§ **Action requise**
Reprenez l'article sur Iolanta et Perséphone à Aix là où il s'arrête.

§ **Extrait du document**

·····

Les rares Iolanta et Perséphone scintillent à Aix
La reprise a rencontré le même succès que la production originale en 2012, lors de sa première au Teatro Real de Madrid. Il s’agit là de deux œuvres rares sur les scènes françaises qui sont offertes au public aixois. Iolanta est l’ultime opéra de Tchaïkovski, créé en même temps que le ballet Casse-Noisette (c’est d’ailleurs dans ce programme originel que l'oeuvre sera représentée à l’Opéra de Paris en 2016 avec Sonya Yoncheva dans le rôle-titre), et demeurant peu donnée en dehors de Russie. L'opéra narre l’histoire d’une princesse aveugle, maintenue dans l’ignorance de son affliction par son père, le roi René, au point qu’elle est persuadée que « les yeux ne servent qu’à pleurer ». Grâce aux soins d’un docteur maure et à l’amour du Comte de Vaudémont, elle finit toutefois par recouvrer la vue.
Perséphone de Stravinsky par Peter Sellars (© Pascal Victor)
Perséphone est une œuvre plus rare encore. Issue de la période néo-classique de Stravinsky, il s’agit d’un mélodrame, au sens donné à ce terme au début du XIXe, c’est-à-dire une œuvre dramatique accompagnée de musique. André Gide y a réimaginé le mythe grec, faisant de la fille de Déméter non plus une victime passive d'Hadès, mais une participante volontaire mue par la compassion. Le Festival d’Aix-en-Provence inaugure ainsi un cycle Stravinsky qui devrait s’étendre jusqu’en 2017. La récitante du rôle-titre est l’actrice Dominique Blanc (Milou en Mai, Ceux qui m’aiment prendront le train, Indochine). Elle est accompagnée par une compagnie de danseurs cambodgiens, et par la seule voix lyrique de l’œuvre, celle du ténor Paul Groves.

·····

§ **Items présentés**

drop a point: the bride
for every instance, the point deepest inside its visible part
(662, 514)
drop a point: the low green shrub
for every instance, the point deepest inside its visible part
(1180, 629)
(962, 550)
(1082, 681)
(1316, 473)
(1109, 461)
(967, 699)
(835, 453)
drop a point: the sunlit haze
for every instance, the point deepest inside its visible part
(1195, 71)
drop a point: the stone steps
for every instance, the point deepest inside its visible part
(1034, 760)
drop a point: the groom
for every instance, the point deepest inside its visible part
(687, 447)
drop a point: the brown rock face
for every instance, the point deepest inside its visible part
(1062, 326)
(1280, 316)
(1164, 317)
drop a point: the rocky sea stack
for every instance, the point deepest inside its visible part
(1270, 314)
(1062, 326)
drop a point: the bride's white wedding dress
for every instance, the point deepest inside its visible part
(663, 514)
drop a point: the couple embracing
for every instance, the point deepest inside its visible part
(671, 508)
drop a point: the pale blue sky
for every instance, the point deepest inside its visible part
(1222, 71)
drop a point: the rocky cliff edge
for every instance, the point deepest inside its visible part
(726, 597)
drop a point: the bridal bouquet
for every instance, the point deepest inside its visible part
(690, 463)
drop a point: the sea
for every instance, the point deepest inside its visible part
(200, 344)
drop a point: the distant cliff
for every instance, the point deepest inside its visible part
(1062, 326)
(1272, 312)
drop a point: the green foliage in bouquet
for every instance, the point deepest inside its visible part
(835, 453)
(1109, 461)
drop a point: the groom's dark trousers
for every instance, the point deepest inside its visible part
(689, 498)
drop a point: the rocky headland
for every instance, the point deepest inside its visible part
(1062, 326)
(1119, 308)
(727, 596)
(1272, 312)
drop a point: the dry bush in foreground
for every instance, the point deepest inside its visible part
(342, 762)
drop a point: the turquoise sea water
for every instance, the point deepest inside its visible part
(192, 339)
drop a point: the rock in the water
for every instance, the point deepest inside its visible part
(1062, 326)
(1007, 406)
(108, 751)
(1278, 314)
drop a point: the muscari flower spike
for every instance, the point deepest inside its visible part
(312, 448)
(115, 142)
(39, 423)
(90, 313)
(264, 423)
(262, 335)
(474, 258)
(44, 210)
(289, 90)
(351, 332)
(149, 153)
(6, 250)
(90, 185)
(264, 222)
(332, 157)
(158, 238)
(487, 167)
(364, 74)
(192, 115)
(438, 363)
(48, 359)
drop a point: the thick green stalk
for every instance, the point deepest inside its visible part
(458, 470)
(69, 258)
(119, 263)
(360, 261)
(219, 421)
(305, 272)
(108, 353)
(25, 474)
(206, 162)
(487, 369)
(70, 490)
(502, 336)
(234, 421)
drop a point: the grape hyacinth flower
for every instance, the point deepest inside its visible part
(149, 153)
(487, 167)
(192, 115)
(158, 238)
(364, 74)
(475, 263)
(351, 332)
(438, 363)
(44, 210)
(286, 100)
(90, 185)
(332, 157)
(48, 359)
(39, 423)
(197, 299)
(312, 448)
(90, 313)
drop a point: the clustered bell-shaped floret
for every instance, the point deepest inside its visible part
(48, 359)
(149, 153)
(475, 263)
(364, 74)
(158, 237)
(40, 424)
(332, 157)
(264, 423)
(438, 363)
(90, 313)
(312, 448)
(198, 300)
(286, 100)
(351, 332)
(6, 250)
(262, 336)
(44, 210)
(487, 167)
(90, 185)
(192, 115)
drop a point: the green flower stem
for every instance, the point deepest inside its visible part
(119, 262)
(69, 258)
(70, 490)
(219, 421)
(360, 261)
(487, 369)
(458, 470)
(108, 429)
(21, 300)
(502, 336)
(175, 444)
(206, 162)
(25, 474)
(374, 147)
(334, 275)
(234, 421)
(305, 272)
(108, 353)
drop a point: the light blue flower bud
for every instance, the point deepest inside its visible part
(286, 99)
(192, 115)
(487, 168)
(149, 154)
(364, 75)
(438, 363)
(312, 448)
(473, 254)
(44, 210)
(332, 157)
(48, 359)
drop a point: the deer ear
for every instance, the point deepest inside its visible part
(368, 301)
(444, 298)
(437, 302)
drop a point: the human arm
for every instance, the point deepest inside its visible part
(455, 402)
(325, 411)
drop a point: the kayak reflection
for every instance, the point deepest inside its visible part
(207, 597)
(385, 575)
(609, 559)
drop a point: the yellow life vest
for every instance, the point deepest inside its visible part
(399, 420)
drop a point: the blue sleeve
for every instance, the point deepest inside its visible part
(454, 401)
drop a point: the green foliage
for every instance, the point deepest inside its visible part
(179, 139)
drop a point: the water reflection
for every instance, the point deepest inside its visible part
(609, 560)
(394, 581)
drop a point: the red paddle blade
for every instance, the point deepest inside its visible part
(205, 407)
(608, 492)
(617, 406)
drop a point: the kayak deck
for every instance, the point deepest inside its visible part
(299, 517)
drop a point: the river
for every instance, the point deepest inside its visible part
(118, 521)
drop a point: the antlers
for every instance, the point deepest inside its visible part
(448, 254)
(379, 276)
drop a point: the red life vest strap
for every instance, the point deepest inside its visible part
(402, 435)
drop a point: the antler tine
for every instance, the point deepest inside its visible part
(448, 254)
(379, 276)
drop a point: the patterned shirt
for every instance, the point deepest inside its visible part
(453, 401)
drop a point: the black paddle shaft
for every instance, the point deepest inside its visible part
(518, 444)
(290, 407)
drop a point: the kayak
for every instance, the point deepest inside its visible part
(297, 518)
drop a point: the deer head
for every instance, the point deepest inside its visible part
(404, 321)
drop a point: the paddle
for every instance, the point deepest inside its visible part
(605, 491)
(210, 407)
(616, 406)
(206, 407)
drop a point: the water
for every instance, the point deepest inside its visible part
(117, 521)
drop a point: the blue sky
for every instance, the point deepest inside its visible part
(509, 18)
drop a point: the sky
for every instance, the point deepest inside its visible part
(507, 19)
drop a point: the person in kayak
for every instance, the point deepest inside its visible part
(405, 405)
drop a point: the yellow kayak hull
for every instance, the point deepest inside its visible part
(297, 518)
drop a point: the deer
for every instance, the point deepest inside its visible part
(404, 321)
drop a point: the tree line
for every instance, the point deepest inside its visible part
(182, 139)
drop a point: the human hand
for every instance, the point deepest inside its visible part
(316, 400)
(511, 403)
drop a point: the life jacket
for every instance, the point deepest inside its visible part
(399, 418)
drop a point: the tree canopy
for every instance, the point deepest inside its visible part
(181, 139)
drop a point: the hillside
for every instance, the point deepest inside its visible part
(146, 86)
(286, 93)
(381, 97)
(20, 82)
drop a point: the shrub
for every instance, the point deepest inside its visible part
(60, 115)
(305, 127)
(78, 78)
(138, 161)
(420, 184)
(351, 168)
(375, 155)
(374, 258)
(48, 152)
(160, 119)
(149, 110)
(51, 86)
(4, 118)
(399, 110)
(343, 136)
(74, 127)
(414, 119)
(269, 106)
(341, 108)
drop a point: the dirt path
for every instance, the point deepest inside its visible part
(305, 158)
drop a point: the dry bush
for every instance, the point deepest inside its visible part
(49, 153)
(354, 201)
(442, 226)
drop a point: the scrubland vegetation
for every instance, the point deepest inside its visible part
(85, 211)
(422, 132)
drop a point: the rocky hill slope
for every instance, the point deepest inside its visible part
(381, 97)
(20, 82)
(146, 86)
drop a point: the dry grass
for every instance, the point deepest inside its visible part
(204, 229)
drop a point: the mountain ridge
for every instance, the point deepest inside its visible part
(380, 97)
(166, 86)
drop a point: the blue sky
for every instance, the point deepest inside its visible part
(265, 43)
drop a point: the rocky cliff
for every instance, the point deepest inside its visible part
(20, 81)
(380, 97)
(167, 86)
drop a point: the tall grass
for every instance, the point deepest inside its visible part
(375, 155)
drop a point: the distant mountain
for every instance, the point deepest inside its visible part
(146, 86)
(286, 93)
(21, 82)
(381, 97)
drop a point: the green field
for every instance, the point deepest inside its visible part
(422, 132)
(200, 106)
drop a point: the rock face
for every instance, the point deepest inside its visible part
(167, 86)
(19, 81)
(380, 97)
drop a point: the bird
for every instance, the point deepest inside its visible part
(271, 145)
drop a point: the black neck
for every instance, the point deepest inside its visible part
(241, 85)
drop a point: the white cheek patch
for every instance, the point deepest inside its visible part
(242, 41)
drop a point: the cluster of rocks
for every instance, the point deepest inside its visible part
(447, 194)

·····

§ **Réponse à l'exercice**
Peter Sellars livre ici une vision épurée des deux œuvres. Les deux pièces utilisent le même décor hiératique : quelques portiques antiques, sur lesquels sont hissées des sculptures aux formes ésotériques. Une dynamique est créée par le savant jeu de lumière de James F. Ingalls et les changements de la fresque en arrière-plan, qui font écho à la dramaturgie (tons rougeoyants pour la descente de Perséphone aux enfers, lumière obstruée pour la prise de conscience par Iolanta de sa maladie, etc.). Dans Iolanta, l’interpolation de l’hymne des chérubins de Rachmaninov juste avant la guérison finale de l’héroïne met en avant la dimension religieuse de l’œuvre. A travers cette lecture, l’aveuglement n’est pas qu’une affliction physique mais une défaillance spirituelle. Quant à Perséphone, Sellars en fait une parabole sur l’engagement politique.
Iolanta de Tchaikovski par Peter Sellars (© Pascal Victor)
Le triomphe de la vision de Peter Sellars tient pour beaucoup à la réussite musicale du spectacle. En effet, l’Orchestre de l’Opéra de Lyon est dirigé à la perfection par le jeune prodige qu’est Teodor Currentzis. Sur scène, la distribution est parfaitement à la hauteur de la fosse : Ekaterina Scherbachenko est une Iolanta rêvée, gracieuse et sensible, au timbre velouté et à la musicalité irréprochable. L’indisposition annoncée d’Arnold Rutkowski s’est à peine ressentie dans son Vaudémont. Quant aux deux grands rôles de basse, ils sont assurés avec brio par Dmitry Ulianov (le Roi René) et par le grand Willard White, qui conserve toute sa superbe et impressionne. Ceux qui ne peuvent pas se rendre à Aix auront une nouvelle chance de découvrir le spectacle en mai 2016 à l’Opéra de Lyon dans la même distribution.